TASK DIRECTIONS: Convert every line of the records below into a JSON list of strings, one string per line, leaving out blank lines.

====

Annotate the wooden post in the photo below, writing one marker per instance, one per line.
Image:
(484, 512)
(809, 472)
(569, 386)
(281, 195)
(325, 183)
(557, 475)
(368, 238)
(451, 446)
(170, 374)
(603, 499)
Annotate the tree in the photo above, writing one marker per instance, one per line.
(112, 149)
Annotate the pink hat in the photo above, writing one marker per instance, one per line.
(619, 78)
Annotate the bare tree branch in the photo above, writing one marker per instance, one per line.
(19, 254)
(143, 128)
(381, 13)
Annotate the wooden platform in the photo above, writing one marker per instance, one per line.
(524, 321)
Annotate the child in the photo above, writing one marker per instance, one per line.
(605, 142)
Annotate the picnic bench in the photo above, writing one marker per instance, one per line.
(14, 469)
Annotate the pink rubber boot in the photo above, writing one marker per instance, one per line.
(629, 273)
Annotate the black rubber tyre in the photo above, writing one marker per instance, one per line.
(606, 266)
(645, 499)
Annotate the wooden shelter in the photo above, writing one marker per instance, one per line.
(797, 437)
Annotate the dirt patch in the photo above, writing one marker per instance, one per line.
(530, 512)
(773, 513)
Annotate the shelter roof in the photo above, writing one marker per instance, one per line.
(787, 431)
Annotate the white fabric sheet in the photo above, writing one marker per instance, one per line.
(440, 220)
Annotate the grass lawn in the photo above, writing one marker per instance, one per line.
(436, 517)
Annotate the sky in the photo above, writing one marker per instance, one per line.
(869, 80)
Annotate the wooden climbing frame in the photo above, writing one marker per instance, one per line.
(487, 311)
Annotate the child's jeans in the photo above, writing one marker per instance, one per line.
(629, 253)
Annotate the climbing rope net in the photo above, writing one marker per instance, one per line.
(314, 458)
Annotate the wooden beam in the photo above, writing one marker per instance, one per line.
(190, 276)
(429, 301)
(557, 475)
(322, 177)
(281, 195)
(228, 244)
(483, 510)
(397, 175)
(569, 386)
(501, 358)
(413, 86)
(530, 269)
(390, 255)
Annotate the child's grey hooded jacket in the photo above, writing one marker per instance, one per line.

====

SOLUTION TO THIS EXERCISE:
[
  "Annotate the wooden post in the photo below, writing one marker per instance, one per line.",
  "Image:",
  "(484, 512)",
  "(809, 472)",
  "(569, 386)",
  "(281, 195)",
  "(325, 183)",
  "(557, 475)",
  "(368, 238)",
  "(451, 446)",
  "(170, 374)",
  "(603, 499)",
  "Annotate the tree in the photo above, writing one marker per instance, one per line.",
  "(112, 149)",
  "Annotate the pink hat in the photo above, writing one marker per instance, one per line.",
  "(619, 78)",
  "Annotate the bare tree branch in the photo above, writing one marker per instance, one per line.",
  "(19, 254)",
  "(143, 128)",
  "(381, 13)",
  "Annotate the wooden platform in the photo above, writing one marker per instance, one per line.",
  "(524, 321)",
  "Annotate the child in the photo above, writing one marker per instance, one per line.",
  "(605, 142)",
  "Annotate the picnic bench in the photo above, writing one marker per instance, one per line.",
  "(14, 469)",
  "Annotate the pink rubber boot in the photo above, writing one marker per instance, one per line.",
  "(629, 273)",
  "Annotate the black rubber tyre in the photo above, writing one marker per instance, one per line.",
  "(606, 266)",
  "(645, 499)",
  "Annotate the wooden shelter in the photo above, writing one marker per instance, one per line.",
  "(797, 437)",
  "Annotate the dirt patch in the photo above, writing one marker per instance, one per line.",
  "(530, 512)",
  "(773, 513)",
  "Annotate the shelter roof in the photo above, writing one marker per instance, one per line.",
  "(787, 431)",
  "Annotate the white fabric sheet in the photo above, writing one marker per instance, one per line.",
  "(440, 220)",
  "Annotate the grass lawn in the photo above, writing one marker per instance, one per line.",
  "(436, 517)",
  "Annotate the sky in the photo above, writing one marker per instance, one per line.",
  "(869, 80)",
  "Annotate the wooden climbing frame in the photo above, writing one marker per instance, one per line.",
  "(487, 311)",
  "Annotate the child's jeans in the photo above, writing one marker per instance, one per line.",
  "(629, 253)",
  "Annotate the climbing rope net in the photo above, writing one marker per instance, one per line.",
  "(314, 458)",
  "Annotate the wooden beam in the photo above, writing one marker per instance, one per line.",
  "(190, 276)",
  "(429, 301)",
  "(557, 475)",
  "(322, 177)",
  "(281, 195)",
  "(228, 244)",
  "(483, 510)",
  "(397, 175)",
  "(569, 386)",
  "(501, 358)",
  "(413, 86)",
  "(530, 269)",
  "(390, 255)",
  "Annotate the child's grey hooded jacket in the photo above, writing one marker per instance, one per line."
]